→ **DATASET RECORDS**:
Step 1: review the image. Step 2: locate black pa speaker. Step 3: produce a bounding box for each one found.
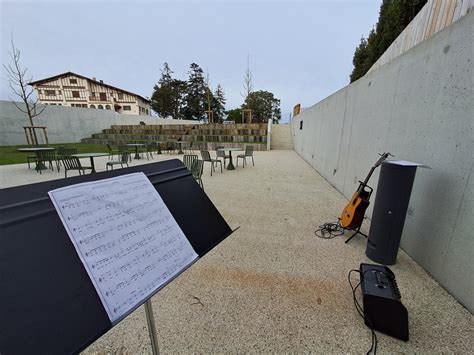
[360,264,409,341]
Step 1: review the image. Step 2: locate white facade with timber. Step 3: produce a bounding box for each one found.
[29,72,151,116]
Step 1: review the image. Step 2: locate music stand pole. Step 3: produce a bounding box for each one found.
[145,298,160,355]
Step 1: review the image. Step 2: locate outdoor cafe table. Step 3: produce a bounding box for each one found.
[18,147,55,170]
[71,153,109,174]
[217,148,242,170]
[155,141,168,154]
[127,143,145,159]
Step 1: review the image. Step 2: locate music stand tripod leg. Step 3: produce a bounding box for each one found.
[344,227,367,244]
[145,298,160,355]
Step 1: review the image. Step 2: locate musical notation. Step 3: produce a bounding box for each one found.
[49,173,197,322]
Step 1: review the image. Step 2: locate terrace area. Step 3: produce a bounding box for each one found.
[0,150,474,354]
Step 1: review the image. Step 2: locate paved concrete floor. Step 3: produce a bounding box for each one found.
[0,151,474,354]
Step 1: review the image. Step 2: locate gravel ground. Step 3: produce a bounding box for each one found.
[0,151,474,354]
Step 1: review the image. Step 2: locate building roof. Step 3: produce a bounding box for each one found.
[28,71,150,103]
...
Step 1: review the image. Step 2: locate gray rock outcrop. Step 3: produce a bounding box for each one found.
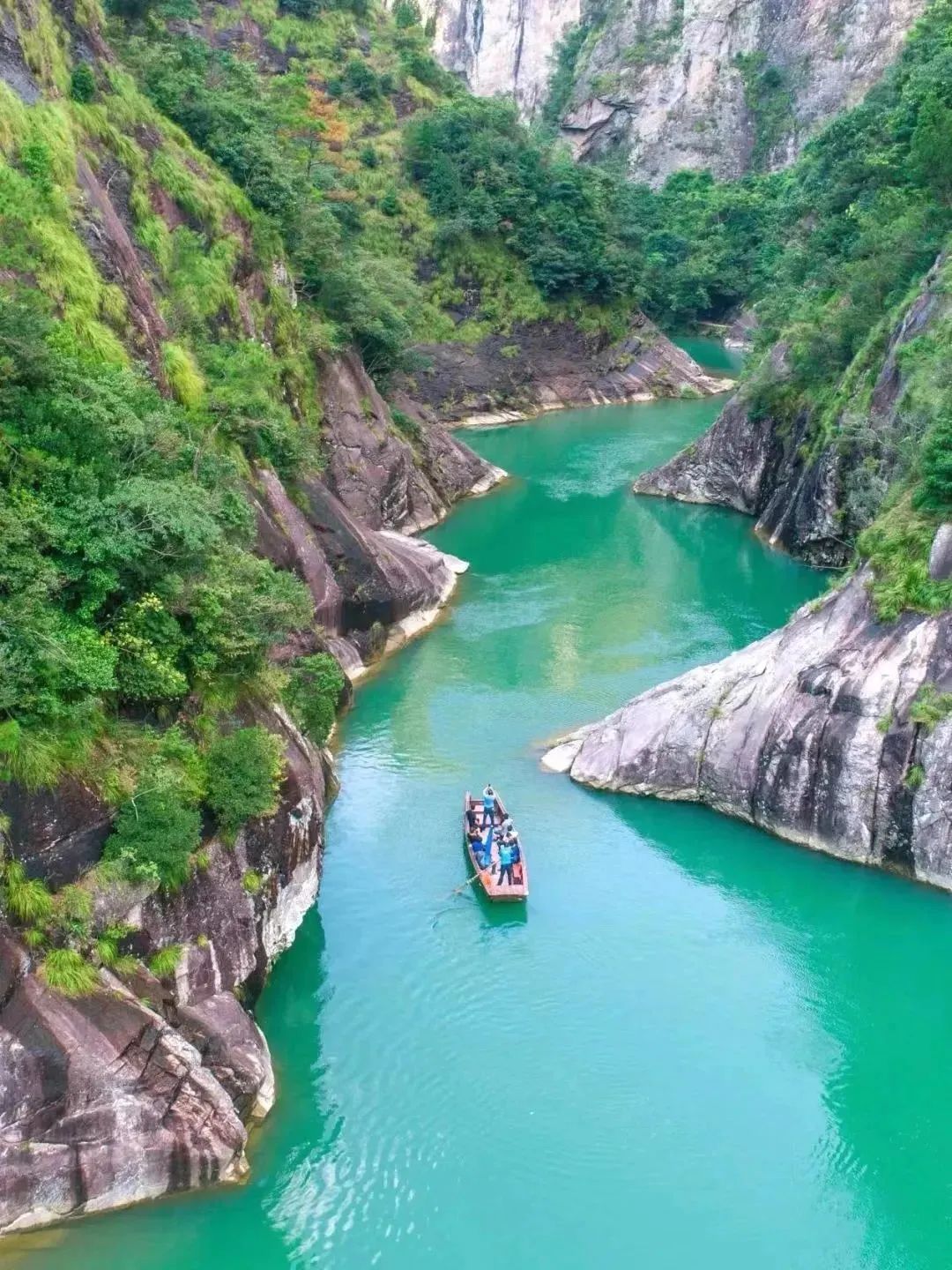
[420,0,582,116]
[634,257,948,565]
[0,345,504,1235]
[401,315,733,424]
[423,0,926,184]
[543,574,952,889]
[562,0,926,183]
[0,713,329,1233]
...
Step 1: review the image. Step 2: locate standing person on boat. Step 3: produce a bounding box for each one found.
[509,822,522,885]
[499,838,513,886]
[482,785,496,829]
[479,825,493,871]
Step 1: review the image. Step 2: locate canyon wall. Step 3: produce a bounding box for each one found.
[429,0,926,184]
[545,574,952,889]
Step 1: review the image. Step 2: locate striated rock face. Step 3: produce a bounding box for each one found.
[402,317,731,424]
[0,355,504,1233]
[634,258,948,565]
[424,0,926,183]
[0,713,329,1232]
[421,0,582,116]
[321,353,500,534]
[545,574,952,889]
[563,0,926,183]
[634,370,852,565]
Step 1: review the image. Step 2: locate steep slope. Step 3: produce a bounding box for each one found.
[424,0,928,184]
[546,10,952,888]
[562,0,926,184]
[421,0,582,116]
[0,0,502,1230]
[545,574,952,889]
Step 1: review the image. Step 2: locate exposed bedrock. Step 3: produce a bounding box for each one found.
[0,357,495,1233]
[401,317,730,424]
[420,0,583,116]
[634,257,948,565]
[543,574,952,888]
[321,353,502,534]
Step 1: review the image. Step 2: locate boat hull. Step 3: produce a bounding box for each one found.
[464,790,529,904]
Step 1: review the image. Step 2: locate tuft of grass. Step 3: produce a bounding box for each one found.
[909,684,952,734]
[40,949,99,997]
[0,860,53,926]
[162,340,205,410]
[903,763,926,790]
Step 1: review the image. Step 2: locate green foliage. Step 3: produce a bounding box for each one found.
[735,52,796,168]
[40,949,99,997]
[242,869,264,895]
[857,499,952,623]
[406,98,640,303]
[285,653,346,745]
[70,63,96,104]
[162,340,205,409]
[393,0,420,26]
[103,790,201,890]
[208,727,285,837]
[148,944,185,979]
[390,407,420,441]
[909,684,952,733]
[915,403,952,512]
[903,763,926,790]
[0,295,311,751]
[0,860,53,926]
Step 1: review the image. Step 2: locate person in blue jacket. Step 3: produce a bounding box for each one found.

→ **REQUIREMENTS**: Could you reproduce the entries above word for word, starting with the line that contains "Step 1: review the image. Step 2: locate black" and going on through the line that contains "[127,143,145,159]", with both of those lines included and any pictures left out?

→ **EXPECTED OUTPUT**:
Step 1: review the image. Step 2: locate black pa speaker. Step 3: produce a bounding box for each one found.
[360,264,409,341]
Step 1: review the image. Step 2: locate white facade with timber. Step 3: produce a bounding box for each one found.
[29,72,151,116]
Step 1: review the image. Step 2: locate music stand pole. Step 3: produce a bounding box for each one found.
[145,298,160,355]
Step 1: review the image. Step 2: locate outdoor cafe table. Step 3: produce a bounding box for each one found.
[18,147,55,170]
[71,153,109,174]
[217,148,242,170]
[155,141,168,154]
[127,143,145,159]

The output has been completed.